>> Begin
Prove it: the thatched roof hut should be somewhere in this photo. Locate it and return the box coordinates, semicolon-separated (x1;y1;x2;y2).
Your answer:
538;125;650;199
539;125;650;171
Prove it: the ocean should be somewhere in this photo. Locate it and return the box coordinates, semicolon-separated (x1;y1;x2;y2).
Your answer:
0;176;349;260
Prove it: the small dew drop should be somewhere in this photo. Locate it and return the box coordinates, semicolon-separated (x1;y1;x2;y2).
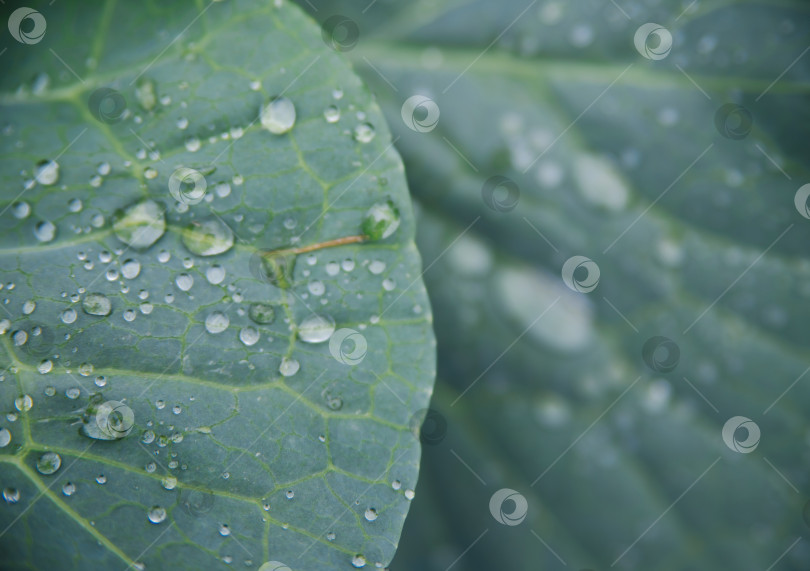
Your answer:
121;258;141;280
205;264;226;285
248;303;276;325
174;274;194;291
146;506;166;523
59;307;78;325
278;357;301;377
323;105;340;123
298;315;335;343
259;97;295;135
37;452;62;476
205;311;231;333
239;327;260;347
34;160;59;186
353;123;377;144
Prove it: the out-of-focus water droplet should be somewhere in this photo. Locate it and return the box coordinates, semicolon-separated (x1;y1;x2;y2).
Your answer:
259;97;295;135
113;200;166;248
82;293;112;316
205;311;231;333
298;315;335;343
37;452;62;476
182;217;233;256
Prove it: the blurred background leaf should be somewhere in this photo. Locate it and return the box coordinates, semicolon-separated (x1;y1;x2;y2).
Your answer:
301;0;810;571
>> End
- Work required:
Rescale all of the data above by reproducing every line, requests included, with each bounding-box coordinate in the answers multiplied by 2.4 and rounded to the nearest whole number, halves rounded up. Omit the pictures from your answer.

- Task response:
Prove it: the thatched roof hut should be somewhere in this photo. Locate it and return the box coordinates, semicolon-separated (x1;y1;x2;y2).
Your answer:
1291;300;1560;478
1294;300;1560;410
Prove it: the ocean should be somewhere in this photo. Locate it and return the box coordinates, semicolon-separated (x1;y1;x2;y2).
Your answer:
0;422;838;624
Prove it: the small dew drop should be somewhere in this photo. Locate it and return the box coordinates, semicolon-separated (x1;y1;x2;y2).
Your answer:
290;619;338;672
492;634;542;684
595;727;662;780
418;658;466;698
350;1214;398;1255
142;737;187;780
667;857;722;905
775;252;816;295
715;756;804;823
622;233;708;324
89;1085;149;1142
492;746;554;799
574;785;624;833
82;384;142;446
847;295;905;346
Prove it: the out-of-focus water droplet should be somewhere in this photo. Locate it and return the box coordinates, semicolon-separated (x1;y1;x2;y2).
Your answer:
622;233;708;324
271;480;398;595
197;703;269;758
492;746;554;799
715;756;804;823
89;1085;149;1142
437;521;559;614
Prove it: the blurred background leaf should be somewhere in this photo. Locate it and return the box coordinates, semicolon-separated (x1;y1;x2;y2).
Your answer:
722;0;1944;1370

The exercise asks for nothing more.